Work task | Each line containing the string "below" should be copied out of the entries.

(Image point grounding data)
□ □ □ □ □
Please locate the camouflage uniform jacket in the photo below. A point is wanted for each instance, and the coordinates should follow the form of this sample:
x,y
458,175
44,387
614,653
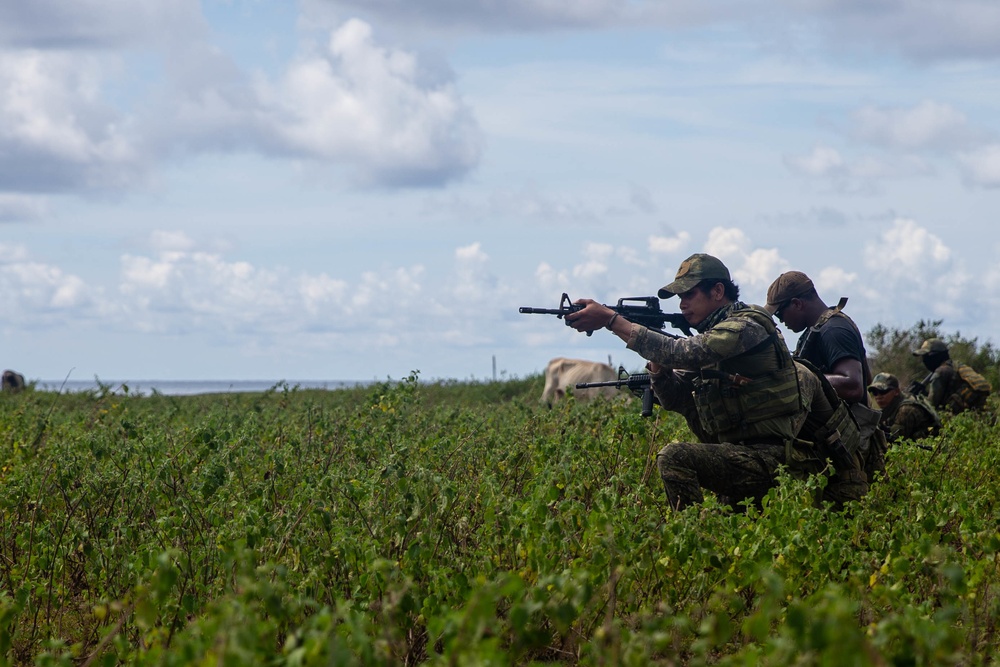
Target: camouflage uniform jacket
x,y
947,388
909,418
940,387
723,336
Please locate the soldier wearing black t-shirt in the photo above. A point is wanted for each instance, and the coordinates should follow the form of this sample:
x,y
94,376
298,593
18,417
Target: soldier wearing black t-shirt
x,y
832,342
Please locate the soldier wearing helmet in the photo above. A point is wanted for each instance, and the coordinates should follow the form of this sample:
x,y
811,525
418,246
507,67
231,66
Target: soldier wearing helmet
x,y
950,384
752,408
832,342
904,416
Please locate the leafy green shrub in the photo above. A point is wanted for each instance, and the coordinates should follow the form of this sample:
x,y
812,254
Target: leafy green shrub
x,y
452,523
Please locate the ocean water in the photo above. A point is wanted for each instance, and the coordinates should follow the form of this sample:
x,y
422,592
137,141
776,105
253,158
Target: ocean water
x,y
189,387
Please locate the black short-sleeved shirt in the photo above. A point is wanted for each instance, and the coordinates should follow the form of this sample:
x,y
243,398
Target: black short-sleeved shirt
x,y
837,339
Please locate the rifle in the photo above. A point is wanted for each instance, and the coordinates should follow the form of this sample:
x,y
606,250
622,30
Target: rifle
x,y
639,384
649,315
918,388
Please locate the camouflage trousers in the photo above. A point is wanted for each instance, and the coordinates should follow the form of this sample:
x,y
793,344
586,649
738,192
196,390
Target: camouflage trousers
x,y
735,472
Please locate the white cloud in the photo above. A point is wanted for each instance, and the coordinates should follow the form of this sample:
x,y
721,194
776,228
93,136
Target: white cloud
x,y
166,241
473,281
981,167
906,251
929,124
19,208
822,161
56,132
597,257
372,107
34,294
668,245
834,281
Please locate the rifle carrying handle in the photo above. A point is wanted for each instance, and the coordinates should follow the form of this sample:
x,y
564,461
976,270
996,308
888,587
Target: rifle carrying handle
x,y
647,402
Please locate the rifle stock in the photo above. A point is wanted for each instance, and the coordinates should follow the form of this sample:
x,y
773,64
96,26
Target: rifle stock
x,y
644,310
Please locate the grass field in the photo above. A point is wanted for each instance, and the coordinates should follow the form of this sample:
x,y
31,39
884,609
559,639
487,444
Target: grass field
x,y
464,524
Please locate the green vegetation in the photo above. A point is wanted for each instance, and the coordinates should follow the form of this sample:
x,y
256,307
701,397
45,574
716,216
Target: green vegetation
x,y
891,351
462,523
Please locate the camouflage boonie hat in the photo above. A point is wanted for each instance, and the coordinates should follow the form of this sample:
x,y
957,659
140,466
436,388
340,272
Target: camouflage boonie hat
x,y
931,346
884,382
786,287
692,271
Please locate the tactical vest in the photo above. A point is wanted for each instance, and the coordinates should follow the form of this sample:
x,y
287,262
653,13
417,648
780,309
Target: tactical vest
x,y
754,395
802,348
840,425
921,402
973,388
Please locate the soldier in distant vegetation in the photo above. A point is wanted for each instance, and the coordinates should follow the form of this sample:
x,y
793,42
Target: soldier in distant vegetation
x,y
904,416
950,384
12,381
738,388
832,342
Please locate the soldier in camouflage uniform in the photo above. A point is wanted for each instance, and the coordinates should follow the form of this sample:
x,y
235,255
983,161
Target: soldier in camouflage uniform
x,y
832,342
736,385
904,416
950,385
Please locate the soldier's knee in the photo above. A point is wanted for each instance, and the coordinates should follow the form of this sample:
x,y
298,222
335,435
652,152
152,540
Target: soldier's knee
x,y
672,456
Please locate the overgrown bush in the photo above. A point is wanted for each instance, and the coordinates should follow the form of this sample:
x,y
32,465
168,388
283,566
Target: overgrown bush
x,y
406,523
891,351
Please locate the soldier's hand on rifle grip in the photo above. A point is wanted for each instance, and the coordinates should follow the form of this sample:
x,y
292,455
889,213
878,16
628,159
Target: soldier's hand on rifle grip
x,y
591,317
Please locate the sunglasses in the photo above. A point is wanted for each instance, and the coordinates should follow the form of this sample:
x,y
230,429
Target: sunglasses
x,y
781,309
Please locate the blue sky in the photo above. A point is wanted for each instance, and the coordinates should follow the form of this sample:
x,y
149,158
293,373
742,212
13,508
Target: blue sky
x,y
351,190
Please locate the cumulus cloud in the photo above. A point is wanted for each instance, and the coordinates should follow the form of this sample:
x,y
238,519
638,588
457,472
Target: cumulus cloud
x,y
752,268
56,131
981,167
821,161
474,282
668,245
182,289
858,176
374,107
35,294
912,263
380,113
19,208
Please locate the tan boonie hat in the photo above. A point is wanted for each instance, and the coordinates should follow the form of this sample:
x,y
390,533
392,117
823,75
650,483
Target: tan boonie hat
x,y
931,346
884,382
786,287
692,271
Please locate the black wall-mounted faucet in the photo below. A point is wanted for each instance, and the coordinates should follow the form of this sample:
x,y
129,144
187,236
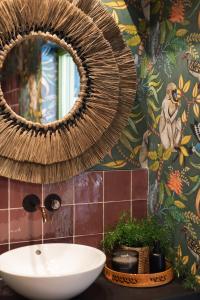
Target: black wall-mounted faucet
x,y
31,203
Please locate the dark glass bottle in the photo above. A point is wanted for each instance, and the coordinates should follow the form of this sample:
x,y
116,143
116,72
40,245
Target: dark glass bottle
x,y
157,259
125,261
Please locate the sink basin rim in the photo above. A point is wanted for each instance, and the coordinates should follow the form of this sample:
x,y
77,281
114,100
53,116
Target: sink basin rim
x,y
101,262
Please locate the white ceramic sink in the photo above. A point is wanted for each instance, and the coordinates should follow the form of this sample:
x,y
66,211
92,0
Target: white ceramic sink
x,y
51,271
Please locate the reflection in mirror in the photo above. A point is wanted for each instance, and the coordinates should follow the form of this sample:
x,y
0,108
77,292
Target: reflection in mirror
x,y
40,80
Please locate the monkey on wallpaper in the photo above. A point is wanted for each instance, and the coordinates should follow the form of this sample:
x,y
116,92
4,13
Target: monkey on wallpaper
x,y
170,125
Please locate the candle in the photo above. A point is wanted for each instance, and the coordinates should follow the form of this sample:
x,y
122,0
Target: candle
x,y
125,261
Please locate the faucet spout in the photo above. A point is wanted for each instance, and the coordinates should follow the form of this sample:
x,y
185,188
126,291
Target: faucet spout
x,y
44,214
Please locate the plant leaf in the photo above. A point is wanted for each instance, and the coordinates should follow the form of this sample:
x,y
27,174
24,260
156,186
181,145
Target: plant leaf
x,y
197,203
179,251
184,151
184,117
196,110
154,167
180,84
152,155
132,124
167,153
195,91
179,204
185,259
181,32
194,269
186,86
181,159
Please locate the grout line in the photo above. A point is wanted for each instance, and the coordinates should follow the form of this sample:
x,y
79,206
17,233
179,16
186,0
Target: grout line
x,y
74,211
8,214
131,204
56,238
84,203
90,234
103,206
148,187
42,220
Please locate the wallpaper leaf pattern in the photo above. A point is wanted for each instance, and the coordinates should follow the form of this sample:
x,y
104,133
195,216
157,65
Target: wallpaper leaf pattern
x,y
163,132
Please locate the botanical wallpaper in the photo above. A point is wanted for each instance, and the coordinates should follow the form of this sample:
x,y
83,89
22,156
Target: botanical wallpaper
x,y
163,131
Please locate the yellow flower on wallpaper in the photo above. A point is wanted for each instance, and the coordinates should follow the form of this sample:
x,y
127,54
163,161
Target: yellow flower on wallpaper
x,y
183,87
175,183
132,30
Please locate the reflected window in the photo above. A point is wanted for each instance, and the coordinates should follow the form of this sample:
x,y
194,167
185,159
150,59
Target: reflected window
x,y
40,80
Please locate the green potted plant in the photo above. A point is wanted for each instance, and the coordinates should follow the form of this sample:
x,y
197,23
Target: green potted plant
x,y
138,235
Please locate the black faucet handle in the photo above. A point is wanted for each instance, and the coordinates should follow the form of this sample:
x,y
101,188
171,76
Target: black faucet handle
x,y
52,202
31,203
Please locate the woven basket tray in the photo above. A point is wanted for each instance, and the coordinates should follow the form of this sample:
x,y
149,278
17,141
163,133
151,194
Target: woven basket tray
x,y
140,280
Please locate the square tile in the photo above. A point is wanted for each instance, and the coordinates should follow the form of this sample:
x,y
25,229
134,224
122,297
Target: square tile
x,y
3,248
139,184
139,209
3,226
63,189
117,185
88,219
25,226
3,193
89,187
60,223
113,211
18,190
90,240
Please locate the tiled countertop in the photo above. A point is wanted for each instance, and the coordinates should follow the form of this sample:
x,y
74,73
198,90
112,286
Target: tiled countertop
x,y
105,290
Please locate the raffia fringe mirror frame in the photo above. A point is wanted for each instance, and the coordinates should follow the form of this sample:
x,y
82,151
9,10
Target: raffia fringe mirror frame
x,y
56,151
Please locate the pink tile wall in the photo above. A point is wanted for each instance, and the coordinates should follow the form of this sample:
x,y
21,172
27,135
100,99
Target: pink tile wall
x,y
91,204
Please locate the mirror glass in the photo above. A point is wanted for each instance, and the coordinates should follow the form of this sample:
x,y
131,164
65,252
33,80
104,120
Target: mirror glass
x,y
40,80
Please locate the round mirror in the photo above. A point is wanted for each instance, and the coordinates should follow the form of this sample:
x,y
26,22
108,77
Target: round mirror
x,y
40,80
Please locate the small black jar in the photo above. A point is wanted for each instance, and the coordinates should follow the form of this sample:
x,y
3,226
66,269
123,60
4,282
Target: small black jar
x,y
157,259
125,261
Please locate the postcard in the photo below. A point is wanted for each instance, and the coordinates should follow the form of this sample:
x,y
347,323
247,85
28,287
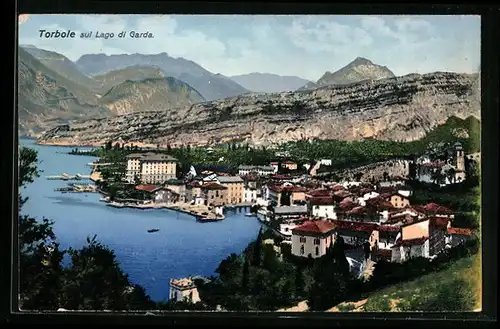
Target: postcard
x,y
249,163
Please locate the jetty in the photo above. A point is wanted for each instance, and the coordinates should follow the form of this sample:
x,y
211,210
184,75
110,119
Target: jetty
x,y
65,176
75,188
201,213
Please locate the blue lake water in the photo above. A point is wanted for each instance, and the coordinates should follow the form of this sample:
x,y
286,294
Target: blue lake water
x,y
182,247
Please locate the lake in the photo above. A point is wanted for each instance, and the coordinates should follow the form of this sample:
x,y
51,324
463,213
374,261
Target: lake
x,y
183,247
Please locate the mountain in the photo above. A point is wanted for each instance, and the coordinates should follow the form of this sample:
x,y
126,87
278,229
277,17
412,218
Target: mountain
x,y
269,83
44,94
211,86
400,108
133,73
62,65
358,70
152,94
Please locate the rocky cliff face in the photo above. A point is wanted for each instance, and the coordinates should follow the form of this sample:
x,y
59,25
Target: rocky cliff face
x,y
358,70
402,108
153,94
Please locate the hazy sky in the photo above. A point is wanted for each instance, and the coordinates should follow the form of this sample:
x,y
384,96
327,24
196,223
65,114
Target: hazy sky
x,y
304,46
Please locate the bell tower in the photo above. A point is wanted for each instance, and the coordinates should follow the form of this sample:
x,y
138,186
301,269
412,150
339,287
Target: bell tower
x,y
460,157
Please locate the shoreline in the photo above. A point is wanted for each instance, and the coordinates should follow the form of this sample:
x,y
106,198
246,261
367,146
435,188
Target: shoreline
x,y
198,216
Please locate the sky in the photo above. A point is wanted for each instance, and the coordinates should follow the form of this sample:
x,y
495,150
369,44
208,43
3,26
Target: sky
x,y
300,45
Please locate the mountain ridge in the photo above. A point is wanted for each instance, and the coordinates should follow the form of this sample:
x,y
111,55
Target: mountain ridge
x,y
399,108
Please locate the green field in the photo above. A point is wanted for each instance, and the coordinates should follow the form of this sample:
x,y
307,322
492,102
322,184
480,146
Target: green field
x,y
453,289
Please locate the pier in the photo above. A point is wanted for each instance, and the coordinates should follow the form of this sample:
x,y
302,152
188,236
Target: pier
x,y
65,176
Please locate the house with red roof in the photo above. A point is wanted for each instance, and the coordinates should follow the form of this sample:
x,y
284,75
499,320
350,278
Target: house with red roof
x,y
456,236
214,194
286,194
312,238
397,200
322,207
423,238
383,238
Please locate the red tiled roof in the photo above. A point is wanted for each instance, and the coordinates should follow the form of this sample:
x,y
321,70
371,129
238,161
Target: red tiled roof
x,y
437,209
459,231
148,188
287,189
251,178
383,253
360,210
318,226
438,222
411,242
320,193
213,186
355,226
322,201
388,228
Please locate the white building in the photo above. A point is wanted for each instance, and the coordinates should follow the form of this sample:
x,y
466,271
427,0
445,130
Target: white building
x,y
250,195
259,170
183,290
326,162
312,239
150,168
323,208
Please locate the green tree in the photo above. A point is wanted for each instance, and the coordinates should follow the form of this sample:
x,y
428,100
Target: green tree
x,y
257,249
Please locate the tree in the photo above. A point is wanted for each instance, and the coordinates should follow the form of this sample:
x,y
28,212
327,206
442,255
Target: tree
x,y
257,249
95,281
244,276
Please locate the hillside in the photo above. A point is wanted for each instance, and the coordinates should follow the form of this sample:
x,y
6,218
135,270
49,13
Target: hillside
x,y
269,83
63,66
402,108
132,73
358,70
150,94
454,289
44,94
211,86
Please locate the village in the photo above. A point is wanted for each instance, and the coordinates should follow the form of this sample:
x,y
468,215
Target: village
x,y
306,213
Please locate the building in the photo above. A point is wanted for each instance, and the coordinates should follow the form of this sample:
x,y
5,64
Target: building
x,y
150,168
290,165
289,212
286,195
275,166
214,194
323,207
460,160
177,186
425,238
397,200
325,162
184,290
259,170
250,195
235,188
312,239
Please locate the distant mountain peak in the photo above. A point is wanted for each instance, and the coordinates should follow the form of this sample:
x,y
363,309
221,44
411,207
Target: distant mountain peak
x,y
361,61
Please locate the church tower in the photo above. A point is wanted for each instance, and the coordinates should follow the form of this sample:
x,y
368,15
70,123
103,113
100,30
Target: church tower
x,y
460,171
460,157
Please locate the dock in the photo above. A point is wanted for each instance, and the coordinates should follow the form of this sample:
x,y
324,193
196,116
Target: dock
x,y
65,176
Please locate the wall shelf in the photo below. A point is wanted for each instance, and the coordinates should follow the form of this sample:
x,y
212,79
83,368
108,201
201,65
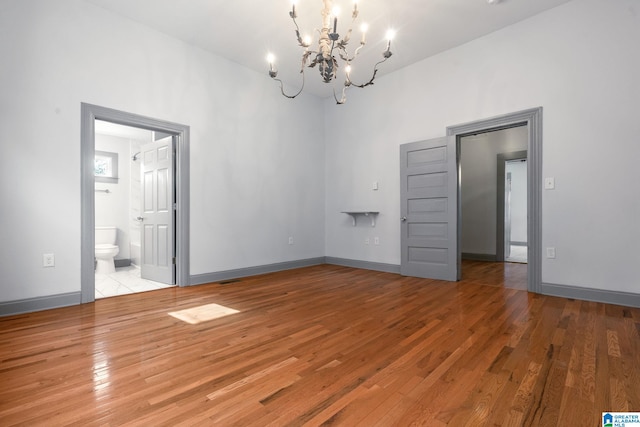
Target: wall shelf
x,y
354,215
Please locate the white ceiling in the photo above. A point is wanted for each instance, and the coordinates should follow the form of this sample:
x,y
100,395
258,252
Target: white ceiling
x,y
244,31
□ □ □ □ □
Exercise answer |
Please locate the camouflage uniform jacket in the photo below. A point is wanted for each instance, and the coordinates should follow the form of this sample:
Please locate the black wall-mounted faucet in the photo below. A point is wanted for each instance, and the coordinates should follow the form of this sample:
Please locate the postcard in the photo below. A point is wanted for each instance, and the coordinates should follow the form of this sample:
Please locate the wall shelf in the photo below. A point is wanted for each instance, and the coordinates should follow the form of this sample:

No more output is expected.